** Opening DATA EXCERPTS block **

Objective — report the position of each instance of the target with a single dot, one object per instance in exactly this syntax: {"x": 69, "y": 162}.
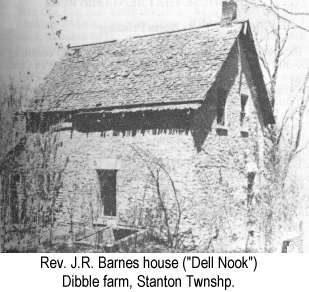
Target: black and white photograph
{"x": 154, "y": 126}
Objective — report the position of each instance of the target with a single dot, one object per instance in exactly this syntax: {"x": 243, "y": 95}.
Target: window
{"x": 243, "y": 102}
{"x": 107, "y": 180}
{"x": 221, "y": 99}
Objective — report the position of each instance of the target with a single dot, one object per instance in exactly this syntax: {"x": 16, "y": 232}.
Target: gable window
{"x": 221, "y": 99}
{"x": 107, "y": 181}
{"x": 243, "y": 102}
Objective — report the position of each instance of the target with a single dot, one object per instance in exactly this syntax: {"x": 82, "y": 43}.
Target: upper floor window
{"x": 14, "y": 208}
{"x": 107, "y": 181}
{"x": 243, "y": 102}
{"x": 221, "y": 100}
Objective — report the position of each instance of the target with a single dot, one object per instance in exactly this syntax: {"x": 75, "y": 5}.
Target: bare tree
{"x": 283, "y": 140}
{"x": 282, "y": 13}
{"x": 172, "y": 212}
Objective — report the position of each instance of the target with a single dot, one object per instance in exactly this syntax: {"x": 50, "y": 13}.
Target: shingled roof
{"x": 172, "y": 67}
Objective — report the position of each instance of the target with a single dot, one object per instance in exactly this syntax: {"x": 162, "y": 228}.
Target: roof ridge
{"x": 152, "y": 34}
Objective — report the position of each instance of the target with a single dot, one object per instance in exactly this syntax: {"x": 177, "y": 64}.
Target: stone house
{"x": 161, "y": 129}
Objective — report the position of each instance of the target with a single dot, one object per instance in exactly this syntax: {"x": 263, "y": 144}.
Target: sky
{"x": 27, "y": 52}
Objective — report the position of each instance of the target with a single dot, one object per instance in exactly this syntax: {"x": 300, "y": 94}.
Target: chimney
{"x": 229, "y": 12}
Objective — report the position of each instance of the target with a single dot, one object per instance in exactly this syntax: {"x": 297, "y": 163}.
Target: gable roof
{"x": 162, "y": 68}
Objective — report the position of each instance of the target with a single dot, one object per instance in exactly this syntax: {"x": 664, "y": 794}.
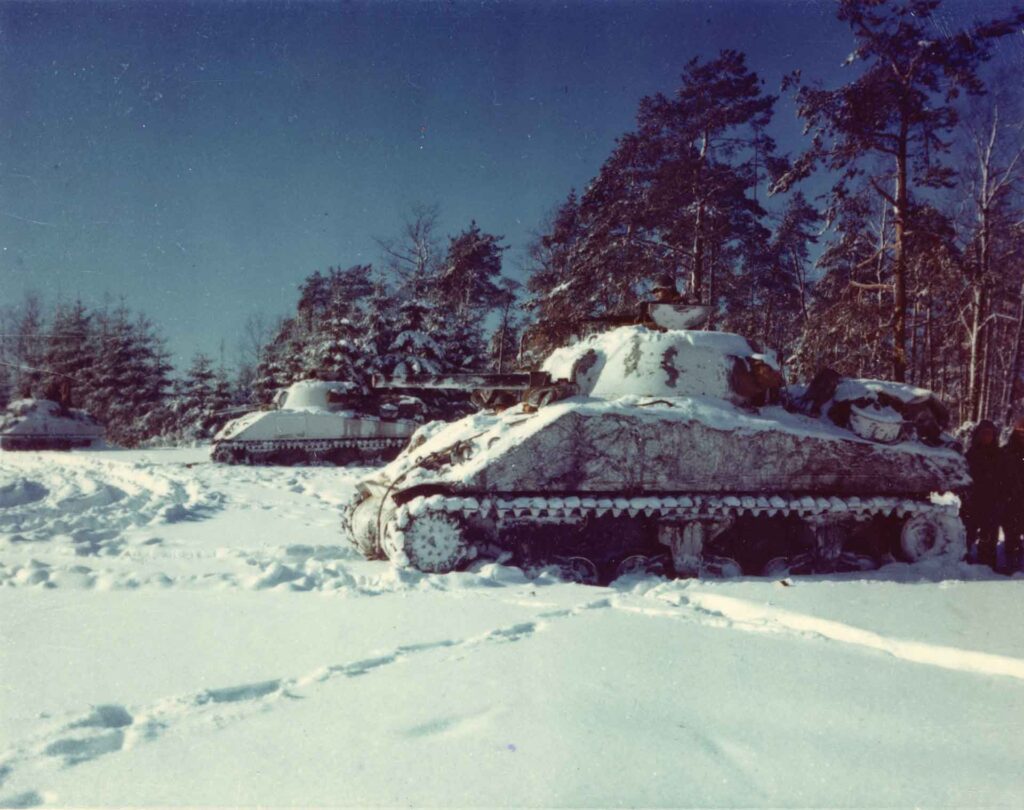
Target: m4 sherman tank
{"x": 43, "y": 424}
{"x": 320, "y": 421}
{"x": 667, "y": 456}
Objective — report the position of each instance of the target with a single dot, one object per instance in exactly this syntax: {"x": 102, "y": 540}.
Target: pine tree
{"x": 413, "y": 350}
{"x": 67, "y": 356}
{"x": 678, "y": 197}
{"x": 898, "y": 115}
{"x": 129, "y": 381}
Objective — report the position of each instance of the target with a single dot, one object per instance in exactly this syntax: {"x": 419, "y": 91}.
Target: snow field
{"x": 215, "y": 643}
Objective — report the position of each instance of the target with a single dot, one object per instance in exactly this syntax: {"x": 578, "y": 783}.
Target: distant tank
{"x": 651, "y": 450}
{"x": 43, "y": 424}
{"x": 315, "y": 421}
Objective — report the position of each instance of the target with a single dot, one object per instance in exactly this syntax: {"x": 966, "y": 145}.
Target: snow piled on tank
{"x": 312, "y": 394}
{"x": 481, "y": 438}
{"x": 45, "y": 417}
{"x": 867, "y": 389}
{"x": 635, "y": 360}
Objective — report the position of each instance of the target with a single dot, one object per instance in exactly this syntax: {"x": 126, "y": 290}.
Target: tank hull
{"x": 41, "y": 424}
{"x": 310, "y": 434}
{"x": 689, "y": 485}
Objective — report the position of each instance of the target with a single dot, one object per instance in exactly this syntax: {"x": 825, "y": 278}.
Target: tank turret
{"x": 315, "y": 421}
{"x": 662, "y": 450}
{"x": 44, "y": 424}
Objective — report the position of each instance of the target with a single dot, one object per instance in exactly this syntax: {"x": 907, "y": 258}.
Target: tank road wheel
{"x": 579, "y": 569}
{"x": 434, "y": 543}
{"x": 640, "y": 565}
{"x": 228, "y": 454}
{"x": 932, "y": 536}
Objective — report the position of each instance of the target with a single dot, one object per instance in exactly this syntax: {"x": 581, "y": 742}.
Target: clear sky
{"x": 201, "y": 159}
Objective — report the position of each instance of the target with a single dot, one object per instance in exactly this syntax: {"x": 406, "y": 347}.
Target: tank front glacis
{"x": 317, "y": 421}
{"x": 42, "y": 424}
{"x": 666, "y": 461}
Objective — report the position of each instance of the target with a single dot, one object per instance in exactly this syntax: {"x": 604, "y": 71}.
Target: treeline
{"x": 891, "y": 245}
{"x": 904, "y": 259}
{"x": 114, "y": 364}
{"x": 426, "y": 313}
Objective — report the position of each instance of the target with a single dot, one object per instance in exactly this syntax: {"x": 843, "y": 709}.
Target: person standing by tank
{"x": 986, "y": 498}
{"x": 1013, "y": 508}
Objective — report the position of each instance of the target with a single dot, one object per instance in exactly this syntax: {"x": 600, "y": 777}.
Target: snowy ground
{"x": 178, "y": 633}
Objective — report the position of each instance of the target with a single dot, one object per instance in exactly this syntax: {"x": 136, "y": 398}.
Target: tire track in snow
{"x": 113, "y": 728}
{"x": 730, "y": 612}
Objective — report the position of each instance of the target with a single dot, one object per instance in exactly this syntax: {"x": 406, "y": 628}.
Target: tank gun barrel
{"x": 516, "y": 381}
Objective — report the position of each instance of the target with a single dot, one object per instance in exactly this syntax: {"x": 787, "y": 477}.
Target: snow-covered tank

** Closing DATA EXCERPTS block **

● **TASK BRIEF**: Although the records contain pictures, transcribe only their text, exactly as written.

● **EXERCISE OUTPUT**:
Objective — report the position of each instance of the target with a single dot, one object per instance in exactly this syntax: {"x": 69, "y": 162}.
Target: black and white photograph
{"x": 154, "y": 126}
Objective — report the position of each instance of the target with a single dot, one object per instance in exactly this syntax: {"x": 243, "y": 95}.
Target: window
{"x": 243, "y": 102}
{"x": 107, "y": 180}
{"x": 221, "y": 99}
Objective — report the position of each instance of the target with a single dot, one object per instance in exactly this syntax: {"x": 16, "y": 232}.
Target: gable window
{"x": 221, "y": 99}
{"x": 107, "y": 181}
{"x": 243, "y": 102}
Objective — report the position of each instance of the target with a single dot, one object per instance in exactly this syntax: {"x": 82, "y": 43}.
Target: upper floor window
{"x": 14, "y": 208}
{"x": 107, "y": 181}
{"x": 243, "y": 102}
{"x": 221, "y": 100}
Objective — report the position of each instance of the target with a single dot, one object per instance in exactly this syntax: {"x": 75, "y": 5}.
Target: bare tree
{"x": 283, "y": 140}
{"x": 282, "y": 13}
{"x": 172, "y": 212}
Objective — report the position of each instance of the target with a single dot, one object per instance in exactly this syntax: {"x": 50, "y": 13}.
Target: shingled roof
{"x": 172, "y": 67}
Objective — report the position of each instance of the target with a single dot, one object per instance in exactly this syntax: {"x": 162, "y": 228}.
Target: roof ridge
{"x": 152, "y": 34}
Objective — report the position of each instance of the target with a single dot, one object per instance in exactly this syntax: {"x": 177, "y": 64}.
Target: stone house
{"x": 161, "y": 129}
Objective — report the position of each instance of the target with a single dot, one object per instance in exactly this syntax: {"x": 263, "y": 144}.
Target: sky
{"x": 27, "y": 52}
Objective — report the position of each instance of the target with a single dot, one object per instance in exactly this syntax: {"x": 300, "y": 94}.
Target: chimney
{"x": 229, "y": 12}
Objective — report the position of each instance of the target with a single dot, one object per instance in exactly this syntax: {"x": 297, "y": 163}.
Target: gable roof
{"x": 162, "y": 68}
Objective — report the position of each instance of the target with a single dot, one object per instance in exactly this syntax: {"x": 664, "y": 794}.
Target: m4 sherman tank
{"x": 43, "y": 424}
{"x": 320, "y": 421}
{"x": 667, "y": 456}
Objective — report the position of each instance of the target with a single dot, one object per instance in exactly this syntax: {"x": 102, "y": 540}.
Target: pine tree
{"x": 413, "y": 350}
{"x": 67, "y": 356}
{"x": 678, "y": 197}
{"x": 898, "y": 115}
{"x": 129, "y": 381}
Objective — report the position of each instance of the target with a single dot, one object per instance in exactly this syntax: {"x": 419, "y": 91}.
Target: snow field
{"x": 215, "y": 643}
Objective — report the position of each instance of the target with a single dot, one object per instance in exactly this syntax: {"x": 578, "y": 783}.
Target: distant tank
{"x": 651, "y": 450}
{"x": 43, "y": 424}
{"x": 315, "y": 421}
Objective — report the position of each instance of the target with a single dot, one object per instance in exactly this syntax: {"x": 966, "y": 145}.
Target: snow piled on tank
{"x": 312, "y": 394}
{"x": 481, "y": 438}
{"x": 45, "y": 417}
{"x": 867, "y": 389}
{"x": 635, "y": 360}
Objective — report the position of each instance of the target with a single dot, one object per instance in exactly this syntax: {"x": 126, "y": 290}.
Target: tank hull
{"x": 41, "y": 424}
{"x": 310, "y": 434}
{"x": 689, "y": 485}
Objective — report the position of each instance of the target with a single dot, one object per instance in exactly this syntax: {"x": 825, "y": 278}.
Target: tank turret
{"x": 315, "y": 421}
{"x": 662, "y": 450}
{"x": 44, "y": 424}
Objective — report the position of each instance of the target with a single dot, one object per instance in exactly this syntax: {"x": 907, "y": 258}.
Target: tank road wheel
{"x": 579, "y": 569}
{"x": 434, "y": 543}
{"x": 640, "y": 565}
{"x": 228, "y": 454}
{"x": 932, "y": 536}
Objective — report the position of each instance of the target with a single dot, one object per instance in exactly this syntax: {"x": 581, "y": 742}.
Target: clear sky
{"x": 201, "y": 159}
Objective — report the position of each instance of the target with a single dot, one object per instance in exactly this syntax: {"x": 406, "y": 347}.
Target: tank front glacis
{"x": 317, "y": 421}
{"x": 42, "y": 424}
{"x": 666, "y": 461}
Objective — report the position of each instance of the target with a single dot, one object per instance in exactly this syntax: {"x": 604, "y": 71}.
Target: treeline
{"x": 891, "y": 245}
{"x": 904, "y": 259}
{"x": 114, "y": 364}
{"x": 426, "y": 313}
Objective — report the position of each instance of the target with a single dot, one object per instance in exactly this syntax: {"x": 843, "y": 709}.
Target: person standing by tank
{"x": 986, "y": 498}
{"x": 1013, "y": 508}
Objective — report the position of each instance of the target with a single dot, one object per instance in exactly this syntax: {"x": 600, "y": 777}.
Target: snowy ground
{"x": 178, "y": 633}
Objective — report the position of each instance of the target with a single dot, one object per instance in exactly this syntax: {"x": 136, "y": 398}.
Target: tire track in snow
{"x": 113, "y": 728}
{"x": 730, "y": 612}
Objective — report the position of each instance of the target with a single dot, one object per instance in exactly this syntax: {"x": 406, "y": 628}.
Target: tank gun barrel
{"x": 516, "y": 381}
Objective — report the position of each instance of the target with a single dot, one object per instance in exactly this syntax: {"x": 787, "y": 477}.
Target: snow-covered tank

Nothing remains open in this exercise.